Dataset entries
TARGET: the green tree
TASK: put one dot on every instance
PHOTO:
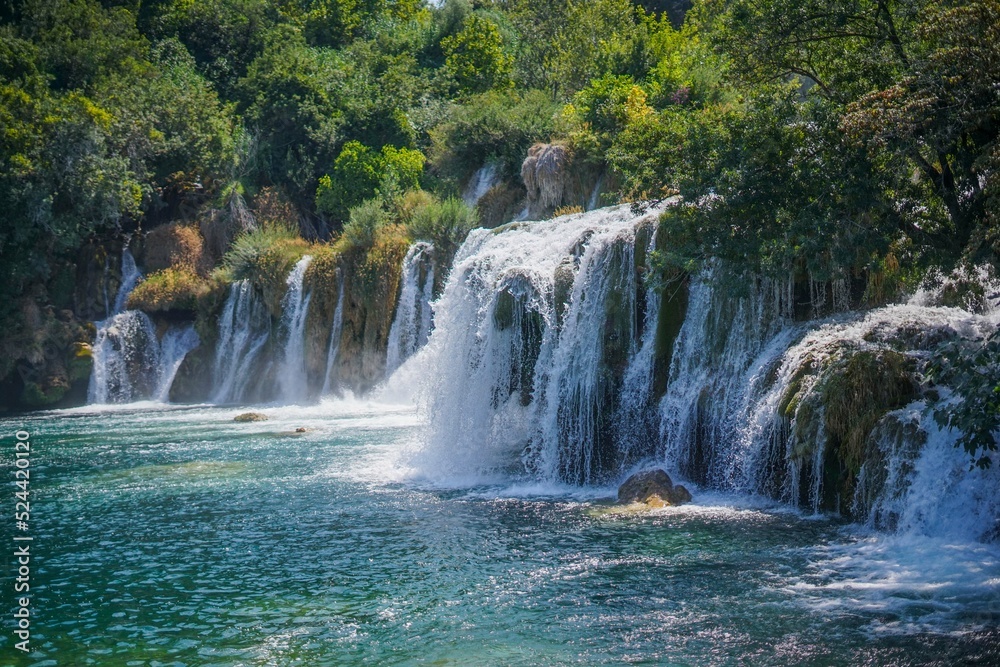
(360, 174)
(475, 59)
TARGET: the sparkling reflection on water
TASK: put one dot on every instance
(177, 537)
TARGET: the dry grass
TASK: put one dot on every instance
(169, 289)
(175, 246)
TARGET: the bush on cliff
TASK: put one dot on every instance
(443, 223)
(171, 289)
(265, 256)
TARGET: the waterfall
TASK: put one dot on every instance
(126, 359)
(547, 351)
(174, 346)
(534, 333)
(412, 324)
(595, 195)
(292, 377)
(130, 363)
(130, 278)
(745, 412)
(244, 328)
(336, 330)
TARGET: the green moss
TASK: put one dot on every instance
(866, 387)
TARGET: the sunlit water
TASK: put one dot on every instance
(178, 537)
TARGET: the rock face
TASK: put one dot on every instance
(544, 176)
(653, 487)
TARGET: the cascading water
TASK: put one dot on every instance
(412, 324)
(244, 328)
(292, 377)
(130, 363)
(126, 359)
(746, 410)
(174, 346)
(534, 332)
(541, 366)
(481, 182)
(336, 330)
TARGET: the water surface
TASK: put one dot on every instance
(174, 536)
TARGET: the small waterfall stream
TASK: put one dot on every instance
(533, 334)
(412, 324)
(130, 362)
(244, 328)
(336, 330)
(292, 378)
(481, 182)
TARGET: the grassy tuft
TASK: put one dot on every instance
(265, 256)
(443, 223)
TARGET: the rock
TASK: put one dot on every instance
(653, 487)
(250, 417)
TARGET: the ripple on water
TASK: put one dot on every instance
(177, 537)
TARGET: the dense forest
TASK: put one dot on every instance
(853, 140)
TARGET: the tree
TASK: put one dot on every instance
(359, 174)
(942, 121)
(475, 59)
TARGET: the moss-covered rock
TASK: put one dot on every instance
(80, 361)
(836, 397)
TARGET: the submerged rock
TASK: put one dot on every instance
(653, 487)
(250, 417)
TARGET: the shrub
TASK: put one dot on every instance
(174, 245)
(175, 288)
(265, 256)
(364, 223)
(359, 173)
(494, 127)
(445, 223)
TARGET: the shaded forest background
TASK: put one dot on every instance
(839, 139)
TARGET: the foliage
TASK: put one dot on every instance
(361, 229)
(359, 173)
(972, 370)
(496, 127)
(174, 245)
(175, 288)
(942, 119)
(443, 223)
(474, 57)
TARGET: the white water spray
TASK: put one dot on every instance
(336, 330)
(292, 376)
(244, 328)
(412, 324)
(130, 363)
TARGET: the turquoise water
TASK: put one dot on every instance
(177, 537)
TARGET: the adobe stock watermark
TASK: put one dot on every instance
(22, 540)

### PROBLEM:
Please copy down all of the items above word for word, leaving out the pictures.

### RESPONSE TO THE EXERCISE:
TARGET: the green tree
TASK: put one dot on every instance
PHOTO:
(360, 174)
(475, 59)
TARGET: the sparkling reflection on water
TASK: put one dot on every instance
(177, 537)
TARGET: the dry grass
TASK: put one dot on every instance
(169, 289)
(175, 246)
TARGET: the bush on cliff
TASK: put one dot on every instance
(443, 223)
(171, 289)
(265, 256)
TARGET: the waterfall
TASK: put one dot on every instance
(126, 359)
(547, 351)
(174, 346)
(534, 333)
(412, 324)
(595, 195)
(292, 377)
(130, 363)
(130, 278)
(745, 412)
(244, 328)
(336, 330)
TARGET: the green moss
TASK: put one dot on every instance
(866, 387)
TARGET: the sunlit water
TASK: put one dot on every instance
(178, 537)
TARGET: the rock face
TASK: put one dot on every instance
(544, 176)
(653, 487)
TARGET: the cascading water
TASK: put one dot on every instance
(412, 324)
(244, 328)
(292, 377)
(130, 363)
(126, 359)
(746, 410)
(174, 346)
(534, 332)
(541, 366)
(481, 182)
(336, 330)
TARGET: the water surface
TASK: put one dot on every instance
(174, 536)
TARGET: the small waterfall stream
TASK: put one dot on every instance
(533, 334)
(412, 324)
(130, 362)
(244, 328)
(336, 330)
(292, 378)
(481, 182)
TARGET: the grassy tuft
TASK: put one dot on every instance
(265, 256)
(443, 223)
TARGET: the rock
TASK: put one dot on every instance
(653, 487)
(250, 417)
TARGET: the ripple on water
TASK: put one dot on every instance
(177, 537)
TARGET: the dense forest
TASK: put one dot on every instance
(853, 140)
TARGET: the tree
TASK: put one dot on every instance
(359, 174)
(942, 121)
(475, 59)
TARGET: the moss-covered rock
TASK: put one dot on every instance
(80, 361)
(836, 397)
TARGET: the submerged rock
TASK: put one dot on every instance
(653, 487)
(250, 417)
TARGET: the shrub
TASK: put one dot on every instance
(174, 245)
(175, 288)
(265, 256)
(364, 223)
(359, 173)
(494, 127)
(445, 223)
TARGET: the shaded forest background
TASK: put one dot on every instance
(839, 139)
TARGET: the foliage
TASK: put one dot on every instance
(361, 229)
(359, 173)
(972, 370)
(496, 127)
(174, 245)
(175, 288)
(942, 119)
(443, 223)
(474, 57)
TARGET: the white water spray
TASK: put one dot on every instance
(336, 330)
(292, 376)
(244, 328)
(412, 324)
(130, 363)
TARGET: the turquoise water
TASK: put one dot on every instance
(177, 537)
TARGET: the adobe stock watermark
TASK: put one dot on every instance
(22, 540)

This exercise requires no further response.